→ What needs to be done
In the material below, repeat only the lines from the one that holds "Locate the silver" through the final line, exactly as they stand.

□ □ □ □

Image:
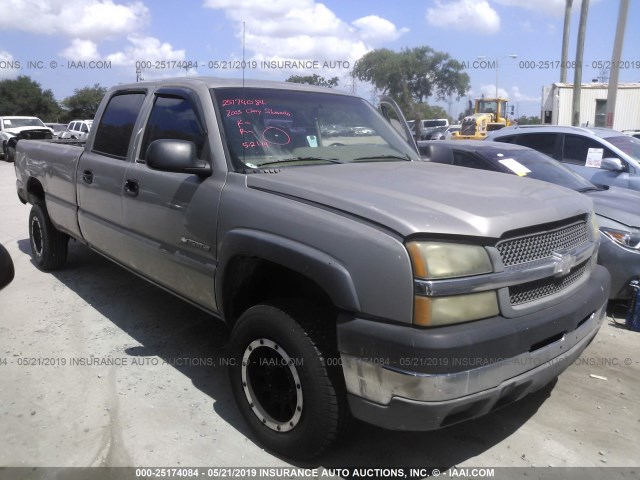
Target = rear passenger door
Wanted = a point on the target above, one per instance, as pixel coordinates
(100, 174)
(575, 150)
(172, 216)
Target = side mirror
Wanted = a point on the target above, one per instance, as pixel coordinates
(178, 156)
(7, 271)
(612, 164)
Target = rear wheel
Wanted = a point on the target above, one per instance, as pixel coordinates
(289, 391)
(49, 246)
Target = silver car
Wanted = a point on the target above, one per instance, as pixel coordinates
(601, 155)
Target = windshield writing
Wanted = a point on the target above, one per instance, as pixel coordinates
(294, 128)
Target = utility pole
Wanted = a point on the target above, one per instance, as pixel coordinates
(577, 79)
(615, 62)
(565, 41)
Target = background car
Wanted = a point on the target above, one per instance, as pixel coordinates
(633, 133)
(444, 133)
(616, 209)
(77, 130)
(57, 128)
(601, 155)
(14, 128)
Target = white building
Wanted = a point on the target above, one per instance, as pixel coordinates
(558, 97)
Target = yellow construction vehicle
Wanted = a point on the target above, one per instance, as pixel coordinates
(488, 114)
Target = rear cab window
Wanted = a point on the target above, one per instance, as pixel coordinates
(174, 117)
(114, 132)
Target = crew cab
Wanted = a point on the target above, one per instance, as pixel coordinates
(356, 279)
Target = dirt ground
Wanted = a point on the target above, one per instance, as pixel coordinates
(100, 368)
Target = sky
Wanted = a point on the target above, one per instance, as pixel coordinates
(69, 44)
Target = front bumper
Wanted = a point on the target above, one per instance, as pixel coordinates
(405, 378)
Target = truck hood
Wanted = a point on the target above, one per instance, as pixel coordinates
(617, 204)
(416, 197)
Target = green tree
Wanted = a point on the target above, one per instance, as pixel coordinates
(84, 102)
(314, 79)
(413, 75)
(24, 96)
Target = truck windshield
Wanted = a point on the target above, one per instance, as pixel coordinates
(294, 128)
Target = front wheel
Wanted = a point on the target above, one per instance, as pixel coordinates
(288, 391)
(49, 246)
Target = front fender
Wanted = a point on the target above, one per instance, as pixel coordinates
(321, 268)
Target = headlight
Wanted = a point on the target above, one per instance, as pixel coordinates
(447, 260)
(593, 223)
(625, 239)
(434, 311)
(439, 260)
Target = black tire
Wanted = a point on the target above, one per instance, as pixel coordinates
(49, 246)
(292, 398)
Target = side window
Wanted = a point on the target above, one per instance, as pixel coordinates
(174, 118)
(116, 126)
(575, 149)
(464, 160)
(542, 142)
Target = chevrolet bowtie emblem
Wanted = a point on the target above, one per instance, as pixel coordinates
(563, 262)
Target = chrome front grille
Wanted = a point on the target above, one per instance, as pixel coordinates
(537, 246)
(528, 292)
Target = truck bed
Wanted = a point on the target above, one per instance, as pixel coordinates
(53, 163)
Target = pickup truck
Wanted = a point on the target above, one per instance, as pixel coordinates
(356, 280)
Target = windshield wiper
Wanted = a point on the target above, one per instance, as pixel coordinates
(383, 157)
(302, 159)
(589, 189)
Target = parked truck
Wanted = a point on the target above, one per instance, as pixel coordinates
(357, 281)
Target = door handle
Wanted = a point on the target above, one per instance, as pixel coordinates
(87, 177)
(131, 187)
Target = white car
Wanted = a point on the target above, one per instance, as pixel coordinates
(77, 130)
(14, 128)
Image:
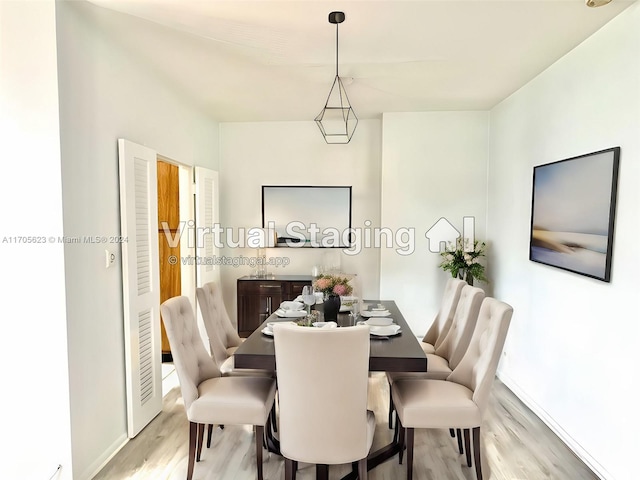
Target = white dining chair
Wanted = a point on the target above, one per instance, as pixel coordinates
(439, 327)
(322, 388)
(449, 353)
(210, 398)
(461, 400)
(214, 303)
(215, 318)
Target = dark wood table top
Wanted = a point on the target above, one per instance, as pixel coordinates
(400, 353)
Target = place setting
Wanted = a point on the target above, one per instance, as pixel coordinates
(291, 309)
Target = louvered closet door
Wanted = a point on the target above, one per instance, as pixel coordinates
(206, 217)
(141, 283)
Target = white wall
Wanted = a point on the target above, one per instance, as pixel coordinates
(434, 165)
(294, 153)
(107, 92)
(35, 395)
(572, 345)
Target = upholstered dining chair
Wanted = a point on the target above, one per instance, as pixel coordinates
(214, 303)
(214, 316)
(208, 397)
(442, 322)
(322, 388)
(437, 333)
(461, 400)
(450, 351)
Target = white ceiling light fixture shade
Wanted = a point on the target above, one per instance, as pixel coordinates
(596, 3)
(337, 120)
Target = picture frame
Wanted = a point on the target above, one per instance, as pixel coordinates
(573, 209)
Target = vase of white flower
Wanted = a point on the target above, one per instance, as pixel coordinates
(333, 286)
(462, 260)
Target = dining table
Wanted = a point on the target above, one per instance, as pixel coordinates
(396, 353)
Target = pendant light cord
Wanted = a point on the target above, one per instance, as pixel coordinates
(337, 24)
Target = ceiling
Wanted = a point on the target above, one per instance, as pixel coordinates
(269, 60)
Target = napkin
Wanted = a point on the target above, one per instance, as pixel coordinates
(290, 313)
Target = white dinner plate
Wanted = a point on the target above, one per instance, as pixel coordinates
(379, 321)
(375, 313)
(325, 324)
(386, 331)
(291, 313)
(294, 305)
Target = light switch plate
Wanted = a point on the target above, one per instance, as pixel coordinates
(110, 258)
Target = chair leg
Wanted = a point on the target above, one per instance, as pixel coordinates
(476, 452)
(467, 446)
(274, 423)
(259, 438)
(410, 435)
(322, 471)
(362, 469)
(401, 439)
(395, 431)
(288, 469)
(200, 438)
(209, 434)
(390, 408)
(193, 437)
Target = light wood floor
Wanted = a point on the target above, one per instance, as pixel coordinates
(516, 446)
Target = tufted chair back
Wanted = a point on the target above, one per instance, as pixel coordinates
(193, 363)
(441, 324)
(210, 294)
(211, 315)
(478, 367)
(464, 320)
(322, 385)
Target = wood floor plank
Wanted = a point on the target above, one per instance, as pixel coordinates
(516, 446)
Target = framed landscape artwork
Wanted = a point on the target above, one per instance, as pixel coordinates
(573, 212)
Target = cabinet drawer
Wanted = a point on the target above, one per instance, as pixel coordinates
(261, 287)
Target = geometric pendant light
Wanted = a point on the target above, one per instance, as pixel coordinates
(337, 120)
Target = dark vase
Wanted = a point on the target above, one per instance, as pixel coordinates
(331, 308)
(466, 276)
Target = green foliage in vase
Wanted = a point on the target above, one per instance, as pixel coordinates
(463, 261)
(333, 284)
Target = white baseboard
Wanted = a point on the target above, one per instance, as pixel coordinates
(100, 463)
(548, 420)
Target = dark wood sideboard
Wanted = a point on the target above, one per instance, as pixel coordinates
(260, 297)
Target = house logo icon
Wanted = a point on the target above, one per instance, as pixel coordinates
(443, 233)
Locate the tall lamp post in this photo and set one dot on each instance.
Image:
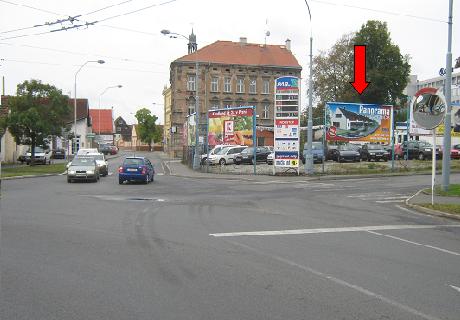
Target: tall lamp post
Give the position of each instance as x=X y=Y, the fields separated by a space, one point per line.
x=75 y=103
x=99 y=109
x=192 y=45
x=309 y=158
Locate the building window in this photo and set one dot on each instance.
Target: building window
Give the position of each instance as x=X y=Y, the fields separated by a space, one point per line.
x=191 y=108
x=191 y=83
x=214 y=84
x=227 y=84
x=253 y=86
x=240 y=85
x=266 y=111
x=266 y=87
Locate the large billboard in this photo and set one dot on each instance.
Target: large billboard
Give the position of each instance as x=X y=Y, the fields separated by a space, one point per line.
x=286 y=122
x=231 y=126
x=358 y=122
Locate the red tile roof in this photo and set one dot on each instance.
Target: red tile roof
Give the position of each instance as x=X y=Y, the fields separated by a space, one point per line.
x=101 y=120
x=228 y=52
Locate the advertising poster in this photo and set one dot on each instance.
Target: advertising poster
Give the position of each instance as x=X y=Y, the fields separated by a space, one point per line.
x=231 y=126
x=286 y=124
x=358 y=122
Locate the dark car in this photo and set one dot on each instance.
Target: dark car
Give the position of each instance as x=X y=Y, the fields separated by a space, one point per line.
x=374 y=152
x=247 y=155
x=136 y=169
x=420 y=150
x=58 y=154
x=346 y=153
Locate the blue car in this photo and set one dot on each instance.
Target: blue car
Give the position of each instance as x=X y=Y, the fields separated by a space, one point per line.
x=136 y=169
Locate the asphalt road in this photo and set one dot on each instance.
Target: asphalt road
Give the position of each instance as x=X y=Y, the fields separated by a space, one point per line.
x=185 y=248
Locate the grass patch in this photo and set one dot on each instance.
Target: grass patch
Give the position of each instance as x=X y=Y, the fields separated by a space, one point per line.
x=454 y=191
x=33 y=170
x=449 y=208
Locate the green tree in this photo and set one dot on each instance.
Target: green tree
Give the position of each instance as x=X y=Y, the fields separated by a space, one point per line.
x=148 y=131
x=386 y=69
x=37 y=111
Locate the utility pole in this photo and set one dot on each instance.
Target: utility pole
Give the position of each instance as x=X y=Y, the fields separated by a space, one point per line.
x=447 y=93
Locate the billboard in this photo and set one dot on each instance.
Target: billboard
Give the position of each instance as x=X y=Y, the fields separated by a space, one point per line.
x=231 y=126
x=286 y=123
x=358 y=122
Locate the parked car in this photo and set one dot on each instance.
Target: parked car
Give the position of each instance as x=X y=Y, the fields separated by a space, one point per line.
x=214 y=151
x=58 y=154
x=101 y=162
x=345 y=153
x=247 y=155
x=83 y=169
x=420 y=150
x=41 y=156
x=136 y=169
x=225 y=155
x=374 y=152
x=317 y=150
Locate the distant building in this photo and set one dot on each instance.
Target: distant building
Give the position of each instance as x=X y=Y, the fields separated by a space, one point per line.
x=231 y=74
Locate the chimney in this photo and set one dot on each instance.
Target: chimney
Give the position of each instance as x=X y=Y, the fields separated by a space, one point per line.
x=288 y=44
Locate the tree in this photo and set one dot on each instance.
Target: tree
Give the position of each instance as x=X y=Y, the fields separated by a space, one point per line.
x=147 y=129
x=37 y=111
x=387 y=70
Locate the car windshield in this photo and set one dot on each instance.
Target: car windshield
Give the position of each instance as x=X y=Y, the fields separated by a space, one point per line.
x=133 y=162
x=82 y=162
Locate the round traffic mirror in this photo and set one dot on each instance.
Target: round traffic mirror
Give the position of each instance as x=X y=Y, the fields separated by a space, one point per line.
x=429 y=108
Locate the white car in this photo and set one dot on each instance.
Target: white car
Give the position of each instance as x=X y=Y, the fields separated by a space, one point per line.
x=41 y=156
x=226 y=155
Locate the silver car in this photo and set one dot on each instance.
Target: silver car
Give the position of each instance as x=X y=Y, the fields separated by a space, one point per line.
x=84 y=169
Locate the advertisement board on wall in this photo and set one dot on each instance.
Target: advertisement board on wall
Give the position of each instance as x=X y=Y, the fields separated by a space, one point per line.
x=358 y=122
x=286 y=123
x=231 y=126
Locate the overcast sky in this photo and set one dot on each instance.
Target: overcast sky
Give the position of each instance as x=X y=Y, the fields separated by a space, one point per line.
x=137 y=55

□ □ □ □

→ The reply
Locate the silver car in this photo and set one dot on each instance.
Target: silver car
Give the position of each instance as x=X y=Y, the fields separated by a space, one point per line.
x=84 y=169
Locate the advertisement board on wall in this photo and set one dot on each instance.
Target: advertisement board on wall
Give the position of each instance as x=X y=Y, the fields separated by a space, one point per line.
x=358 y=122
x=286 y=123
x=231 y=126
Locate the overcast sky in this photo and set one dot on each instance.
Target: overcast sky
Give the position of each instance as x=X y=Y, the fields separated by a space, one point per line.
x=137 y=55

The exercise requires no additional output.